● TRY IT
What is needed here is an exact repetition of the records below, beginning at the line that has "Target: brass gong disc" and stopping after the line that has "Spot the man's neck".

=== RECORD EXCERPTS ===

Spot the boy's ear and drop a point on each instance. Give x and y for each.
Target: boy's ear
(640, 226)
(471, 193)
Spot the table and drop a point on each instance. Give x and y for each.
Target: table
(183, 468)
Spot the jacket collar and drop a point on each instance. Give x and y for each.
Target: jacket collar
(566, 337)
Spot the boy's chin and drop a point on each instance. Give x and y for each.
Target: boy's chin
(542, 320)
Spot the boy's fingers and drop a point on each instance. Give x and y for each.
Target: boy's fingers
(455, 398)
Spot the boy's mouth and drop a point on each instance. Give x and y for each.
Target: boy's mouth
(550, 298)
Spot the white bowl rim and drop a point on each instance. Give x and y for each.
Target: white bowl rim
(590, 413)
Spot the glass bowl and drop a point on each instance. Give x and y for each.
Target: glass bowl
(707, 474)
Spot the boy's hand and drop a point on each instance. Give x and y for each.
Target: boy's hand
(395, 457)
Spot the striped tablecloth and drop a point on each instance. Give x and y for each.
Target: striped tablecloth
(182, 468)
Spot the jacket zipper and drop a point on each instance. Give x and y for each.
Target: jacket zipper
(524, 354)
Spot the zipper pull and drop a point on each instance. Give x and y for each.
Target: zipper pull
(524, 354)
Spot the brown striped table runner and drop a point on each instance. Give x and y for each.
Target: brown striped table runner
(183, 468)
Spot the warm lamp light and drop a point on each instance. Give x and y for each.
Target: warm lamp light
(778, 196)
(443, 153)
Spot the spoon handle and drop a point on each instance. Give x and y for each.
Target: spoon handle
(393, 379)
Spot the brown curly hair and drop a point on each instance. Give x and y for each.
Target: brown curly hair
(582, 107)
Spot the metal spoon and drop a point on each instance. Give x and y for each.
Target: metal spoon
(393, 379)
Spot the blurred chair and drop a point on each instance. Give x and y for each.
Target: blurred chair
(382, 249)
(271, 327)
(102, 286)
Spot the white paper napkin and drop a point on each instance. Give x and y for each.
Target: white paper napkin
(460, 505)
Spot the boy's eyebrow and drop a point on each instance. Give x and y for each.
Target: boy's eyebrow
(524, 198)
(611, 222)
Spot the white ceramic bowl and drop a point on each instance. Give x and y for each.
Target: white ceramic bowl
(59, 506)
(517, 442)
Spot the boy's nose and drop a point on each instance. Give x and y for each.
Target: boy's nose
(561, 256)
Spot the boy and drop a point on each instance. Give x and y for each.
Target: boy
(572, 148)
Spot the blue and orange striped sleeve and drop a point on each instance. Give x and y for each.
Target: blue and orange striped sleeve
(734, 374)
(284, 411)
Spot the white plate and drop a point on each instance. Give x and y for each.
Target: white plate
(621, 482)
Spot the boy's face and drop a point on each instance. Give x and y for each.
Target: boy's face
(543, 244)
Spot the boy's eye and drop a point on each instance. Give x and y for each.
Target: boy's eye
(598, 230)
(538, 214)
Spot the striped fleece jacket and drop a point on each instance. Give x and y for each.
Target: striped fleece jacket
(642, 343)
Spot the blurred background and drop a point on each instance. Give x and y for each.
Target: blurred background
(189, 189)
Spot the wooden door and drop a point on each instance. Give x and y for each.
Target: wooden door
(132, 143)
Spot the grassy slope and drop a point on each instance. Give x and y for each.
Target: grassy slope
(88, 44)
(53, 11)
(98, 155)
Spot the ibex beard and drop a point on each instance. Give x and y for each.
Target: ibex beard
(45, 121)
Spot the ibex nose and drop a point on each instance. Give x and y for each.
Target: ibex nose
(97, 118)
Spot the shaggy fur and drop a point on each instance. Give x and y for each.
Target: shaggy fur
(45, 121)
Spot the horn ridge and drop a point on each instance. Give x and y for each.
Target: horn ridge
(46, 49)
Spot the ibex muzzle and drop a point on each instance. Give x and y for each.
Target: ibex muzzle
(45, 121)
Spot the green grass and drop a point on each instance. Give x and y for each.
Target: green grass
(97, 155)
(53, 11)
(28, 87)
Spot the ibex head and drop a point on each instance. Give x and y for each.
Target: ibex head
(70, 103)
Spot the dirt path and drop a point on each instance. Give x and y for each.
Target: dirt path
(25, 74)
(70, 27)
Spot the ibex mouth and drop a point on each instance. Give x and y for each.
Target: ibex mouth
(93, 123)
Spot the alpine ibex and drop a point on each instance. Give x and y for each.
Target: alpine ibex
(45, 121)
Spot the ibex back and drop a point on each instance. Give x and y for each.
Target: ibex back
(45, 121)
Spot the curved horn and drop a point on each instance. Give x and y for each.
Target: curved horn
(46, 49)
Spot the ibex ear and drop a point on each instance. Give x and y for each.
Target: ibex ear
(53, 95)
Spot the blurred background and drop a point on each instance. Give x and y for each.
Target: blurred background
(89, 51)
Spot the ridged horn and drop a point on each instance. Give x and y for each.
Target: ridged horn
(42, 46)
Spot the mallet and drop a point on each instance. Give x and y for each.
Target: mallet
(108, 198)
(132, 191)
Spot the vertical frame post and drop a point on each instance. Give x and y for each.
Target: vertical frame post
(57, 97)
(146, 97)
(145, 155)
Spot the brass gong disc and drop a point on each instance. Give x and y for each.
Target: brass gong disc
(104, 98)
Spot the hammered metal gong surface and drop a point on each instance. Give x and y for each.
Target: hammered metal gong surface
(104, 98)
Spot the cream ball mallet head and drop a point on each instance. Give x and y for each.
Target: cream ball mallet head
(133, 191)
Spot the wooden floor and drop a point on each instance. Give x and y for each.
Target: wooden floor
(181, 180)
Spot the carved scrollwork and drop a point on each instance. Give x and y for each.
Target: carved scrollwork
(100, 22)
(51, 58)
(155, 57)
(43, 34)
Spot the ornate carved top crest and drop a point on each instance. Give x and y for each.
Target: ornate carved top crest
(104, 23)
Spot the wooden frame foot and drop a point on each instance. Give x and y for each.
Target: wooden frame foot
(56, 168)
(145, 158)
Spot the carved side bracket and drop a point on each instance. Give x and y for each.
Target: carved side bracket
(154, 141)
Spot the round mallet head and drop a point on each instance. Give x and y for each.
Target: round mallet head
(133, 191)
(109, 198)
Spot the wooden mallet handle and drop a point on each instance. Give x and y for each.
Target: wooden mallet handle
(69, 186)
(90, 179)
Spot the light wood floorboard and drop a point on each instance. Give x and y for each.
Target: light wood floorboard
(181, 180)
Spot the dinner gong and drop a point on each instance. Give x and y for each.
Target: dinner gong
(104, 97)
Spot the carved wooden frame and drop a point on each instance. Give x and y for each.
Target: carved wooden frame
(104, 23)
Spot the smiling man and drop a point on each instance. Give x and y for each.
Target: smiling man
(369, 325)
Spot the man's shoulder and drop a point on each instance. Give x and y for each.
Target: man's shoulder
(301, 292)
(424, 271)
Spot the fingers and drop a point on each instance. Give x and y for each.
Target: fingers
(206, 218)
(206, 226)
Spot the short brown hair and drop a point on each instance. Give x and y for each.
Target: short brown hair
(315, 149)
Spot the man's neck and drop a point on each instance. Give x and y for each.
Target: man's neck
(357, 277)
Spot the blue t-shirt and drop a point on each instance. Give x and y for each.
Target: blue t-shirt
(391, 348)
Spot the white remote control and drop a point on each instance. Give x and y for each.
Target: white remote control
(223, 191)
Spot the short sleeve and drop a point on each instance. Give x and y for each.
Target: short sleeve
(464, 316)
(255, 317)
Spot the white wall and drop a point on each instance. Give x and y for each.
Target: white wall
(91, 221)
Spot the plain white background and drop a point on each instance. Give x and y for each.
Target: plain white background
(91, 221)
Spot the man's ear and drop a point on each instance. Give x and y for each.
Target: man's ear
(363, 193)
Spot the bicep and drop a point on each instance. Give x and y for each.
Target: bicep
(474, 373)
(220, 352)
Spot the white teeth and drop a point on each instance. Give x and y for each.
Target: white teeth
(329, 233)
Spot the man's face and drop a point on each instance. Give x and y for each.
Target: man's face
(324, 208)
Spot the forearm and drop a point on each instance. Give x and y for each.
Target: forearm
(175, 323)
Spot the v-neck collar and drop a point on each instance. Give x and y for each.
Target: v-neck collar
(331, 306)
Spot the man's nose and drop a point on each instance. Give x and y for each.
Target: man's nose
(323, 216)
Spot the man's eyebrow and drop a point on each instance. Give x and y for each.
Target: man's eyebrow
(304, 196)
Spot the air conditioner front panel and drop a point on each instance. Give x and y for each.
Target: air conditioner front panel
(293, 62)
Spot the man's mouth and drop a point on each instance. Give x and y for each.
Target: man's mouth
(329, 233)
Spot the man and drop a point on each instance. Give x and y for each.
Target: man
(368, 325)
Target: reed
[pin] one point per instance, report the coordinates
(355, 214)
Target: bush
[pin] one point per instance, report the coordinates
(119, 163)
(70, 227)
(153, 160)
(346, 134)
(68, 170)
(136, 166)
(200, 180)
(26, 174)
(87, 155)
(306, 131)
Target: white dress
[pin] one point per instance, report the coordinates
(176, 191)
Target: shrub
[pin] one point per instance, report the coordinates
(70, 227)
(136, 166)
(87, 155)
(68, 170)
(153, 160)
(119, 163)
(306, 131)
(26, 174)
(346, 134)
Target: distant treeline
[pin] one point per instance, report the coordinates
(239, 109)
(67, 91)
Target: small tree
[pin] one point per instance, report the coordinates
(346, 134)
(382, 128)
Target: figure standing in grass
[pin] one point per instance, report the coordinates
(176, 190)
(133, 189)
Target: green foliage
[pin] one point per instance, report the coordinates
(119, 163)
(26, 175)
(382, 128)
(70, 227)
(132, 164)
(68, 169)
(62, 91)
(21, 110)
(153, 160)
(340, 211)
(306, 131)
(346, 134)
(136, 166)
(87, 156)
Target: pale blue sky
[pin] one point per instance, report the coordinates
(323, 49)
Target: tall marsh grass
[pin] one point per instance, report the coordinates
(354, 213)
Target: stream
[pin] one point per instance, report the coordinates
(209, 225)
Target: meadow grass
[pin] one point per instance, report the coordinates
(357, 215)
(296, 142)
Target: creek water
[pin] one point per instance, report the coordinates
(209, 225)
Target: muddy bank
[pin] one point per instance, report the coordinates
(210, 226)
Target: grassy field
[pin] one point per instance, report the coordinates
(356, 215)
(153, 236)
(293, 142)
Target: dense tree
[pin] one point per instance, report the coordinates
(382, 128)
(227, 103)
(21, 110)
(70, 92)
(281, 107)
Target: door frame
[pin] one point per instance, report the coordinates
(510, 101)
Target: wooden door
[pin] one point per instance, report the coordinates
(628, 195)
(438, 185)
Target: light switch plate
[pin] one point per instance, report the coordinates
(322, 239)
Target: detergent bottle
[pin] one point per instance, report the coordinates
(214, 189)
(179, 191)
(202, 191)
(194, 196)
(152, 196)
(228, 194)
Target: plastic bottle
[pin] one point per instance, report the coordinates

===

● SOLUTION TO THIS EXERCISE
Target: brass gong disc
(104, 98)
Spot the hammered metal gong surface and drop a point on each instance. Give x and y for each.
Target: hammered metal gong surface
(104, 98)
Spot the cream ball mallet head and drop a point on each instance. Give x and y for each.
Target: cream ball mallet head
(133, 191)
Spot the wooden floor and drop a point on each instance. Give x and y for each.
Target: wooden floor
(181, 180)
Spot the carved scrollwork and drop a point on each instance. Give x and y for each.
Target: carved scrollwork
(100, 22)
(51, 58)
(155, 57)
(43, 34)
Spot the ornate carved top crest and drop a point on each instance. Give x and y for each.
Target: ornate carved top crest
(104, 23)
Spot the wooden frame foot and drop a point on each instance. Give x and y for each.
Target: wooden frame foot
(56, 168)
(145, 158)
Spot the carved side bracket and drop a point on each instance. Give x and y for each.
Target: carved side bracket
(154, 141)
Spot the round mallet head and drop a point on each instance. Give x and y for each.
Target: round mallet head
(133, 191)
(109, 198)
Spot the wooden mallet handle and drop a point on each instance. Give x and y for each.
Target: wooden mallet handle
(69, 186)
(90, 179)
Spot the light wood floorboard and drop a point on each instance. Give x and y for each.
Target: light wood floorboard
(181, 180)
Spot the dinner gong and drop a point on each instance. Give x and y for each.
Target: dinner gong
(104, 97)
Spot the carved wooden frame and drop a point on each instance. Give x and y for each.
Target: carved wooden frame
(104, 23)
Spot the smiling man and drop a point on each instance. Give x and y for each.
Target: smiling man
(369, 325)
Spot the man's shoulder and drop a point on each instance. Give x and y for each.
Target: man's shoulder
(301, 292)
(424, 271)
Spot the fingers and drop a point on each instance. Give x and y for each.
Target: fingers
(206, 218)
(206, 226)
Spot the short brown hair and drop a point on each instance. Give x and y for each.
Target: short brown hair
(315, 149)
Spot the man's neck and drop a point on each instance. Give x and y for each.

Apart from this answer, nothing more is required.